Saved data entries
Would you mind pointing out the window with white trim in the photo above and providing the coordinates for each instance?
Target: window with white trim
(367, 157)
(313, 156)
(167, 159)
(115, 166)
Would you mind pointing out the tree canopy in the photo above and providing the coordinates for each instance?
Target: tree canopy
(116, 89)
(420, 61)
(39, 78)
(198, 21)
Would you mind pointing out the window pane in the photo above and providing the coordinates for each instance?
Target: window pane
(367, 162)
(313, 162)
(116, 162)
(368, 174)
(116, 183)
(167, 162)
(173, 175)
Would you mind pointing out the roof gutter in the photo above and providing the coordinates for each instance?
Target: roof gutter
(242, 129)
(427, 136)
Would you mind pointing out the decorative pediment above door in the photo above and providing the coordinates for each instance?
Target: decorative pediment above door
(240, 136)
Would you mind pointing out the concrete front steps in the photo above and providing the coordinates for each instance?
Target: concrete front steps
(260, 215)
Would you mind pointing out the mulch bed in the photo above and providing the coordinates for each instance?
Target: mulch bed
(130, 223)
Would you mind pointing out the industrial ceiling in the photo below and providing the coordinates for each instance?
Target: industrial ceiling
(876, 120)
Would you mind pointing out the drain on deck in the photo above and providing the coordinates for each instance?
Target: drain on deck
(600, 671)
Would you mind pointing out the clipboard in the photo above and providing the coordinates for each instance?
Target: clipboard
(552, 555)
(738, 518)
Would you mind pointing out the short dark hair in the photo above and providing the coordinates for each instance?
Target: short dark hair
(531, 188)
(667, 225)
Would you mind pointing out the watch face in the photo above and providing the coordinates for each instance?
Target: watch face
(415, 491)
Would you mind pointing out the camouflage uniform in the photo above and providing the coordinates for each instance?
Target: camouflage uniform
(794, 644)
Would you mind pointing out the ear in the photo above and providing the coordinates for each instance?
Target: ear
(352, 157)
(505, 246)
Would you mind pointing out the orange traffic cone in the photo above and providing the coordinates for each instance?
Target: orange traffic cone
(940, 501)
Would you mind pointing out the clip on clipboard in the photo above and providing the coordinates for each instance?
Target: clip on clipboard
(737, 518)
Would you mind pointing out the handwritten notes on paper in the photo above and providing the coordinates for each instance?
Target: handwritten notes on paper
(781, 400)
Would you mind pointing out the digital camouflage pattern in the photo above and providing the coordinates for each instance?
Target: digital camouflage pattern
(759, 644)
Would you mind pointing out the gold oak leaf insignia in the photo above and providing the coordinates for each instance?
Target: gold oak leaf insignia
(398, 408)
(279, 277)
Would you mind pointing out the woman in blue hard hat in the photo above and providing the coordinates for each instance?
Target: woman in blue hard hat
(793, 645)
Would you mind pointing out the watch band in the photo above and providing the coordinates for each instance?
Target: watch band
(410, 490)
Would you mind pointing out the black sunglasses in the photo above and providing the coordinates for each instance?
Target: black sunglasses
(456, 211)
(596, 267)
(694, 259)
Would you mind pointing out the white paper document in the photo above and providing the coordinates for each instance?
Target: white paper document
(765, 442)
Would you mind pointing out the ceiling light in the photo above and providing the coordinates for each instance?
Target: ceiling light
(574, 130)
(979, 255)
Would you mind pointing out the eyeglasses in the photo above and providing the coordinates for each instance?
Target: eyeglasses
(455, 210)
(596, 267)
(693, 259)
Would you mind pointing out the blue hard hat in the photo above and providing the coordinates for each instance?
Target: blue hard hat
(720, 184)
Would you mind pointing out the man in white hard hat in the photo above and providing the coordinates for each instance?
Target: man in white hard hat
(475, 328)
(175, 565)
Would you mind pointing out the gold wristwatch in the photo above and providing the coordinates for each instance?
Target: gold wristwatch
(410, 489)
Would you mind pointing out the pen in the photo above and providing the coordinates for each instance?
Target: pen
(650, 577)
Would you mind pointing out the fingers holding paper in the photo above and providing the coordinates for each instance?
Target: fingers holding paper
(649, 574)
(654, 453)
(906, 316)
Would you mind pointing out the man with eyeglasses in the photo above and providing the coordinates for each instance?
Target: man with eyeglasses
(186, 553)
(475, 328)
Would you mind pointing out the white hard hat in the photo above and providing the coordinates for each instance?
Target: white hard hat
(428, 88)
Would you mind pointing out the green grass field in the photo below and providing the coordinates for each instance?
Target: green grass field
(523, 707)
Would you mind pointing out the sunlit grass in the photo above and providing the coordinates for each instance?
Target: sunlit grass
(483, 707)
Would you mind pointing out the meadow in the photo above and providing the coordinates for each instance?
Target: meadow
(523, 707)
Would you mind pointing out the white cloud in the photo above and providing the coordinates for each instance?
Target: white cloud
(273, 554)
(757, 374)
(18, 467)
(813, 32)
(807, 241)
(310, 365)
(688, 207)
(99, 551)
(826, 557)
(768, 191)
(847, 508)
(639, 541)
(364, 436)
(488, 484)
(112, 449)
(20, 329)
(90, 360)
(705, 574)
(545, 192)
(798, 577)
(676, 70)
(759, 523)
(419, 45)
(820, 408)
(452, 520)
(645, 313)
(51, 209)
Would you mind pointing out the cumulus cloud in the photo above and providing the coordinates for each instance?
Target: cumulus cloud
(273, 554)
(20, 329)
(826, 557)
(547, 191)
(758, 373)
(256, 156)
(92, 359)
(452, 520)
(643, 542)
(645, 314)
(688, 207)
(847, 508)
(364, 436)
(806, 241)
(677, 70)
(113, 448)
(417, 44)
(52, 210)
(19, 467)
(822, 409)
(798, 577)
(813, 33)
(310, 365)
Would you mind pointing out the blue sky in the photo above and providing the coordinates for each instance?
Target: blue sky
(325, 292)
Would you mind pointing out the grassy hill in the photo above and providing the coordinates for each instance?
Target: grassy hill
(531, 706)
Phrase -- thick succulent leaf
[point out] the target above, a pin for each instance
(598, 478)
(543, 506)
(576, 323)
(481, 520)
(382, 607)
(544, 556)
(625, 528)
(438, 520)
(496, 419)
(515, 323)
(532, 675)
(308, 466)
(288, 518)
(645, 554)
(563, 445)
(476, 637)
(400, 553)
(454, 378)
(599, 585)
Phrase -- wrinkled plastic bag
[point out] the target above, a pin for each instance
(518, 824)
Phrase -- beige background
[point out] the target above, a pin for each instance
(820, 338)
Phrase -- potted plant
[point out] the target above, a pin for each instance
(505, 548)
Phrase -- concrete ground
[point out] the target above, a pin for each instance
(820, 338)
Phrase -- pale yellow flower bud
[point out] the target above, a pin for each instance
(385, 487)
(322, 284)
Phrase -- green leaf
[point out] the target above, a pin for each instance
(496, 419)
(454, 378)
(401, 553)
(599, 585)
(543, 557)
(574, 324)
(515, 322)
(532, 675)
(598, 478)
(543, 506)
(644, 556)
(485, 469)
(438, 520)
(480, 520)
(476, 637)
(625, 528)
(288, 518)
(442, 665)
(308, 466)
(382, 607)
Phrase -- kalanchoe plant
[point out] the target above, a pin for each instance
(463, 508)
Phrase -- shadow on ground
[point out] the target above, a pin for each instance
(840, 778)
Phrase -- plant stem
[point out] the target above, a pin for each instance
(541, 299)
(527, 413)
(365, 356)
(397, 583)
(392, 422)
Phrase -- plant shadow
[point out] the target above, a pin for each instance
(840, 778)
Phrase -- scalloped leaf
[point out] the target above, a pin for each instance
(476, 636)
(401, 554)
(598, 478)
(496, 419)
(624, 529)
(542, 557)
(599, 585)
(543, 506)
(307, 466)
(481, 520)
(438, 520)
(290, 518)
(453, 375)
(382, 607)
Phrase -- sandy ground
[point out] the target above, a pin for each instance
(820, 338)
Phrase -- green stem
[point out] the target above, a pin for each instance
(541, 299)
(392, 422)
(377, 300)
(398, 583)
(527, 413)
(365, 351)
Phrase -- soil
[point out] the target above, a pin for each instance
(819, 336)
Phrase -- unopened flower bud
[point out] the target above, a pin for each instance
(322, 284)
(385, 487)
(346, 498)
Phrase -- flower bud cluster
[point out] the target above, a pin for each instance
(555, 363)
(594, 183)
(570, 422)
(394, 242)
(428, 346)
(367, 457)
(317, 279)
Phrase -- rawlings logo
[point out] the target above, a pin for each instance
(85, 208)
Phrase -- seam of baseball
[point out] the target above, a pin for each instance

YOUR TASK
Return only the lines running from the line with "Phrase -- kalanchoe plant" to the last line of the records, both included, exactly as written.

OUTPUT FOR THIS TASK
Phrase -- kalanchoe plant
[point out] the target above, a pin for each instance
(463, 508)
Phrase -- shadow on ground
[point out] the target above, a pin for each instance
(840, 778)
Phrase -- plant stem
[point out] the target above, a pin for each instance
(541, 299)
(527, 413)
(365, 356)
(397, 583)
(392, 422)
Phrase -- plant shadow
[point out] the target above, a pin for each instance
(840, 778)
Phrase -- scalloped leaf
[point out] the target above, a pin for each instance
(476, 636)
(401, 554)
(598, 478)
(496, 419)
(624, 529)
(542, 557)
(599, 585)
(543, 506)
(307, 466)
(481, 520)
(438, 520)
(290, 518)
(453, 375)
(382, 607)
Phrase -- sandy ground
[point out] the target above, a pin for each instance
(820, 338)
Phrase -- green stem
[point out] the target above, a pin for each instance
(541, 299)
(392, 422)
(377, 300)
(398, 583)
(527, 413)
(365, 351)
Phrase -- soil
[point out] the target above, a pin for each instance
(819, 336)
Phrase -- unopened flower bud
[point out] the target above, a pin for each instance
(322, 284)
(385, 487)
(346, 498)
Phrase -- flower bud cluster
[point out] the target above, a pin for each instance
(555, 363)
(594, 183)
(570, 422)
(394, 242)
(428, 346)
(367, 457)
(317, 279)
Phrase -- rawlings logo
[point out] the target above, a pin for each instance
(85, 208)
Phrase -- seam of baseball
[point out] the target above, a pin for each instance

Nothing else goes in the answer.